Where the records appear below, transcribe them exactly, leaving none out.

◆ ◆ ◆

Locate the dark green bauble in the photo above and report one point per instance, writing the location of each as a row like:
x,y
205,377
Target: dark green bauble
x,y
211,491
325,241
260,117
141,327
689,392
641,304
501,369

◆ ◆ ◆

◆ **Solution below**
Locate the dark green bauble in the photo above and report one point per instance, writing the location of each as a row like:
x,y
205,377
Target: dark green bauble
x,y
211,491
325,241
260,117
141,327
689,392
641,304
501,369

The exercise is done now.